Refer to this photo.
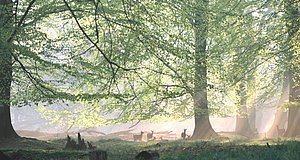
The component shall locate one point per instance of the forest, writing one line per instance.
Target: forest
(83, 64)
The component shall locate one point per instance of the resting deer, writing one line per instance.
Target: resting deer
(183, 134)
(138, 137)
(280, 132)
(150, 135)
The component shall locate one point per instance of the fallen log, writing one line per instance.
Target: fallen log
(147, 155)
(97, 155)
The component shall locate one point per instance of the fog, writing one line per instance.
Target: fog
(28, 119)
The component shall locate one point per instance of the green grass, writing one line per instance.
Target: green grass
(285, 149)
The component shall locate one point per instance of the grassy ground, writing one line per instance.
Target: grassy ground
(284, 149)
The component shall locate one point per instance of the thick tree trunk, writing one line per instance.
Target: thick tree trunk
(293, 23)
(6, 128)
(203, 128)
(242, 122)
(280, 115)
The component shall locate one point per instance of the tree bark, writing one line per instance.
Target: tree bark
(203, 128)
(6, 21)
(292, 24)
(242, 122)
(280, 115)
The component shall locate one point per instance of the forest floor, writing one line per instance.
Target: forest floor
(278, 149)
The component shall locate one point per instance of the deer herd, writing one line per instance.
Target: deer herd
(152, 136)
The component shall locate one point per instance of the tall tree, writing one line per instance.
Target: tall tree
(6, 66)
(203, 128)
(292, 18)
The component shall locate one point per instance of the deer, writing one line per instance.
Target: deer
(138, 137)
(150, 135)
(183, 134)
(280, 132)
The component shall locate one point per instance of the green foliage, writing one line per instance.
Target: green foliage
(136, 59)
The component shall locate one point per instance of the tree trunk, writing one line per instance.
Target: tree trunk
(6, 21)
(203, 128)
(242, 122)
(292, 24)
(280, 115)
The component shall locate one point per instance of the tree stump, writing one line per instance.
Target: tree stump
(147, 155)
(71, 144)
(3, 156)
(98, 155)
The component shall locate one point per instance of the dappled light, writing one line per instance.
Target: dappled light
(150, 79)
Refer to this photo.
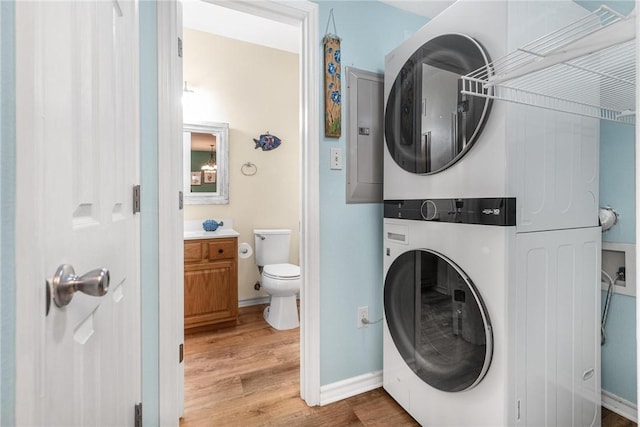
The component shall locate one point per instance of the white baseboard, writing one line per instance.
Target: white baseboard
(253, 301)
(350, 387)
(620, 406)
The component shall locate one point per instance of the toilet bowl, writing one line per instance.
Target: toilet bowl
(279, 279)
(282, 282)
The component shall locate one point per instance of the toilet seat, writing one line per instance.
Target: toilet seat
(281, 271)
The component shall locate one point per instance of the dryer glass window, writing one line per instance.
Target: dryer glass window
(437, 320)
(429, 124)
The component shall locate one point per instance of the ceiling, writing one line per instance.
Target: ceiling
(203, 16)
(420, 7)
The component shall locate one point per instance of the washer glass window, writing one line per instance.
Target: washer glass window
(429, 124)
(437, 320)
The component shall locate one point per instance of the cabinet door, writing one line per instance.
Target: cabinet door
(558, 327)
(210, 293)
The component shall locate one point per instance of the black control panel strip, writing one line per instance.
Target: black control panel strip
(485, 211)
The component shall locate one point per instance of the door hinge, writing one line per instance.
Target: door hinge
(136, 198)
(137, 422)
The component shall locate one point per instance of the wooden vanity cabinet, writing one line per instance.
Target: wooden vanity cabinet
(210, 283)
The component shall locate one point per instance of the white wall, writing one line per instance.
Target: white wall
(255, 90)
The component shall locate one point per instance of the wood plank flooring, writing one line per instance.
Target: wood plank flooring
(248, 375)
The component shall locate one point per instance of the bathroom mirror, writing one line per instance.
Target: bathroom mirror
(206, 158)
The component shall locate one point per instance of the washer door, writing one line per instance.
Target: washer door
(437, 320)
(429, 124)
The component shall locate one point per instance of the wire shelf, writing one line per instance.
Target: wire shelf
(585, 68)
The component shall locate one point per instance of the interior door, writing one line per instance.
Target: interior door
(78, 157)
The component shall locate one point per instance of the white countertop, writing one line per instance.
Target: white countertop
(193, 230)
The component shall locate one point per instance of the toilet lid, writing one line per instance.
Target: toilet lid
(282, 271)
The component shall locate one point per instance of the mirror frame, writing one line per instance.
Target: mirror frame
(221, 132)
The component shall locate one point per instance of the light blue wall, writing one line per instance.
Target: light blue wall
(351, 235)
(149, 210)
(7, 213)
(617, 189)
(617, 179)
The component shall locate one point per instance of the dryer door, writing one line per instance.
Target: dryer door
(437, 320)
(429, 124)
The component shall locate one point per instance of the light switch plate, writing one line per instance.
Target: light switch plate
(336, 159)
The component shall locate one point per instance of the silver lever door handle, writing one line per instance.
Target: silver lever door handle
(65, 283)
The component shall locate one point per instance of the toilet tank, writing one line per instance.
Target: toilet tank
(272, 246)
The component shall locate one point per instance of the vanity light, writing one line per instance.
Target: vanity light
(210, 166)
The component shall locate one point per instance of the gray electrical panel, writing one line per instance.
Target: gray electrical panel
(365, 138)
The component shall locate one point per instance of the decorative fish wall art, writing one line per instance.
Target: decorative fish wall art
(267, 142)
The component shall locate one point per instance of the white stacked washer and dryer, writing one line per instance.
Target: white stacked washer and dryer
(491, 235)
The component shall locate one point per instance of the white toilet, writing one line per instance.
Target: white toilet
(279, 278)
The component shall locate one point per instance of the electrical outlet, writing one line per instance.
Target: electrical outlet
(363, 313)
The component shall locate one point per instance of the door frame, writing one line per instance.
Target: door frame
(303, 14)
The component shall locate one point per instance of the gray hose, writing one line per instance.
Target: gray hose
(607, 303)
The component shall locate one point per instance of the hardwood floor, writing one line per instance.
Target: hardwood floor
(248, 375)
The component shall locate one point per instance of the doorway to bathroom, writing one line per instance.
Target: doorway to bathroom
(255, 89)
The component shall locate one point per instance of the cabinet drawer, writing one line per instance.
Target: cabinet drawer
(221, 249)
(192, 251)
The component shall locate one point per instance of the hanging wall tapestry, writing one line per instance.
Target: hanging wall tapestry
(332, 95)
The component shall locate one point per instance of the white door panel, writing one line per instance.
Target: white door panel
(77, 99)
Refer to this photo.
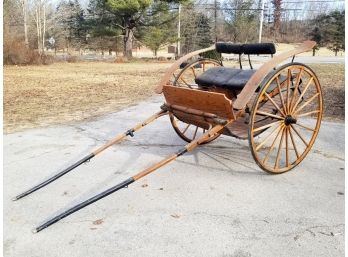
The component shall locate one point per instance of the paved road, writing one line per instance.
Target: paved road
(214, 201)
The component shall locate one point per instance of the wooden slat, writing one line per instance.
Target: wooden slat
(210, 102)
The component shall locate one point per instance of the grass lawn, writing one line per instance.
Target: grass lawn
(36, 96)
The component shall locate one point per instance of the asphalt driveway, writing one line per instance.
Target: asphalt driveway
(214, 201)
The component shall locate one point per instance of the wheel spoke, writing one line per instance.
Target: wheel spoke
(269, 115)
(194, 72)
(307, 113)
(280, 94)
(274, 103)
(265, 140)
(272, 145)
(287, 146)
(302, 94)
(288, 91)
(303, 126)
(306, 103)
(296, 87)
(194, 136)
(188, 125)
(279, 149)
(299, 135)
(293, 143)
(265, 126)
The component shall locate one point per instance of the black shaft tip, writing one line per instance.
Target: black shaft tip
(53, 178)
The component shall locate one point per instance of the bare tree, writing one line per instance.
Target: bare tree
(40, 21)
(24, 4)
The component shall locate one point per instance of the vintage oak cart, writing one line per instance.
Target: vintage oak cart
(277, 108)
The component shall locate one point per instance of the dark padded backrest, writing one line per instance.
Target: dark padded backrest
(228, 48)
(260, 48)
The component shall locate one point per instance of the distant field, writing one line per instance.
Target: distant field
(36, 96)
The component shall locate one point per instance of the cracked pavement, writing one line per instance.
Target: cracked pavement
(214, 201)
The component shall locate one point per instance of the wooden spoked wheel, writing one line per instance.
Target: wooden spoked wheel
(186, 78)
(288, 111)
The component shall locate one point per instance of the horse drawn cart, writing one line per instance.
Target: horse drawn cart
(277, 108)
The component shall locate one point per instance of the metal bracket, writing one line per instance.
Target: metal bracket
(130, 132)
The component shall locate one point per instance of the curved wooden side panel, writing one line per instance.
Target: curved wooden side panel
(251, 86)
(164, 81)
(204, 101)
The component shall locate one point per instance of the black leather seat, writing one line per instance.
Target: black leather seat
(223, 77)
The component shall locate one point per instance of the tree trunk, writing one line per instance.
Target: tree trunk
(44, 28)
(25, 13)
(128, 43)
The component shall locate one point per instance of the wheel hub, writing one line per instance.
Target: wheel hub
(289, 120)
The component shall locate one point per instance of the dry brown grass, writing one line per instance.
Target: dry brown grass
(331, 77)
(37, 96)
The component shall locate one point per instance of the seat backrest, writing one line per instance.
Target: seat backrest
(248, 49)
(257, 48)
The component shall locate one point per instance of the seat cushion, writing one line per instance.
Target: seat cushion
(223, 77)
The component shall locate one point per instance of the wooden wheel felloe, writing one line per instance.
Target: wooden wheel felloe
(186, 78)
(287, 114)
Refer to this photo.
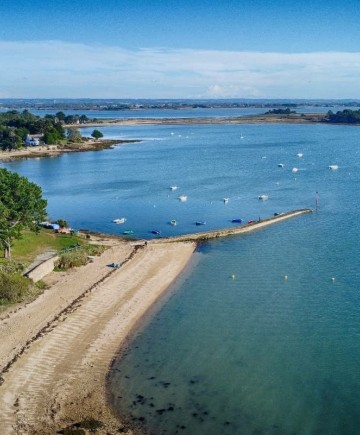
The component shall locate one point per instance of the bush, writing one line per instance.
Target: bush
(78, 256)
(13, 287)
(11, 266)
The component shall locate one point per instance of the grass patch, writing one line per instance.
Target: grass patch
(31, 244)
(78, 257)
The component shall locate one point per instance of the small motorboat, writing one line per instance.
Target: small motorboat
(119, 220)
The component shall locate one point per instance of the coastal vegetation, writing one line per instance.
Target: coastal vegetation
(21, 206)
(96, 134)
(16, 126)
(286, 111)
(77, 257)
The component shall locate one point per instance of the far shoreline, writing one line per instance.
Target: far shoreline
(92, 311)
(58, 150)
(101, 144)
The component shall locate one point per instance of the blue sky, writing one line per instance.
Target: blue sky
(180, 49)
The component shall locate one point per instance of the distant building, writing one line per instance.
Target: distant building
(31, 141)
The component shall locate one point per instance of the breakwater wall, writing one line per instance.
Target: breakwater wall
(239, 229)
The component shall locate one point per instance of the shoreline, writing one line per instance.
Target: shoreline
(57, 352)
(57, 150)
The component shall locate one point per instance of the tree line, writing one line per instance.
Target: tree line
(16, 126)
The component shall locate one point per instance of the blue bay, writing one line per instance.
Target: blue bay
(257, 354)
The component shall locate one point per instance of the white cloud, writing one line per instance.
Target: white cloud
(60, 69)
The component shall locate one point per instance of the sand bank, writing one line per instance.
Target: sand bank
(56, 150)
(56, 352)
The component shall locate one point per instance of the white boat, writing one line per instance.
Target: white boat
(119, 220)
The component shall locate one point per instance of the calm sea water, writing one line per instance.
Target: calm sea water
(257, 354)
(180, 113)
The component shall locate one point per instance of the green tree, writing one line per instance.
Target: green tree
(74, 135)
(21, 206)
(96, 134)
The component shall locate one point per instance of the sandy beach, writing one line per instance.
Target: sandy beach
(56, 351)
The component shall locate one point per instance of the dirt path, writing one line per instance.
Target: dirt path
(60, 378)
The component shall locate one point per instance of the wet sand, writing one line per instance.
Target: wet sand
(56, 352)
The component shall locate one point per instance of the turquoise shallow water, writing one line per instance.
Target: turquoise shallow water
(258, 354)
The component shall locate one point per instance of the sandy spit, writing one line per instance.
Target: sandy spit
(55, 352)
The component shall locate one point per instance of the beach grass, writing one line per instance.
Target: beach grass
(31, 244)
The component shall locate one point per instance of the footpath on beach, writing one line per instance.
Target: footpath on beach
(56, 351)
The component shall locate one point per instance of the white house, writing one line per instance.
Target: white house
(31, 141)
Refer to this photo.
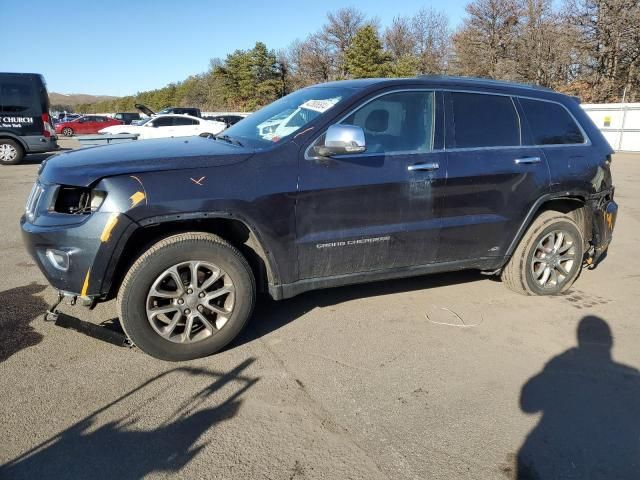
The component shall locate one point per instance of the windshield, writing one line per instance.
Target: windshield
(287, 115)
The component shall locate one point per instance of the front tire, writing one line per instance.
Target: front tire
(548, 259)
(11, 153)
(186, 297)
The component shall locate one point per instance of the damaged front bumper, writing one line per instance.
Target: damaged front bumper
(604, 212)
(91, 247)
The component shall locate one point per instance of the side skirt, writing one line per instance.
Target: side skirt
(288, 290)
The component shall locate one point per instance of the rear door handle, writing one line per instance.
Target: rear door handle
(423, 166)
(527, 160)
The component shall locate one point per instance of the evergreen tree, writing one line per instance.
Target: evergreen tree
(366, 58)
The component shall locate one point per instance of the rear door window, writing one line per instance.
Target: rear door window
(484, 120)
(19, 95)
(550, 123)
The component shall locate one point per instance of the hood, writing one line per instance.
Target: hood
(85, 166)
(144, 109)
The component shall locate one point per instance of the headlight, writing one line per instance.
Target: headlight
(78, 200)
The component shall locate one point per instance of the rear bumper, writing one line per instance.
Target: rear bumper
(39, 144)
(604, 211)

——

Above are the records; copy exactly the lines from the one with "felloe, writing one line per instance." through the one with "tree line, writing one line per instance.", including both, and nothing more. Leave out pictures.

The component shall locate one point per instance of the wooden wheel felloe, writing one line per instance.
Target: wooden wheel felloe
(186, 78)
(287, 114)
Refer to this photo.
The component shall locate one point per instance of the bush, writing one line per instance.
Target: bush
(78, 256)
(13, 287)
(11, 266)
The component shall locate one point per instance of the grass patch, writing one line per instance.
Target: grass patch
(31, 244)
(78, 257)
The component shall locate one point per instance of the small motorboat, writing one line per instance.
Target: small motorboat
(119, 220)
The component shall locate one point per instance of the coastal vegetation, writing one line per instance.
Target: coastal vegetation
(21, 206)
(96, 134)
(16, 126)
(286, 111)
(77, 257)
The component shall locate one point per instance of the far shoreline, writing one line per instance.
Target: far shoreline
(92, 311)
(58, 150)
(101, 144)
The component shall locate one point per instance of the blue sky, writing one line per instance.
Target: blue sky
(180, 49)
The component shall locate one point per instance of the distant building, writing one line per instance.
Target: distant building
(31, 141)
The component shall locate one point per instance of the breakwater wall, writing one line per instance.
Target: breakwater wall
(239, 229)
The component shall locate one point per instance of the shoreline, writing one line per instance.
Target: shoreline
(57, 352)
(57, 150)
The component shall locate one point per instance of the tree line, writing one line per instance.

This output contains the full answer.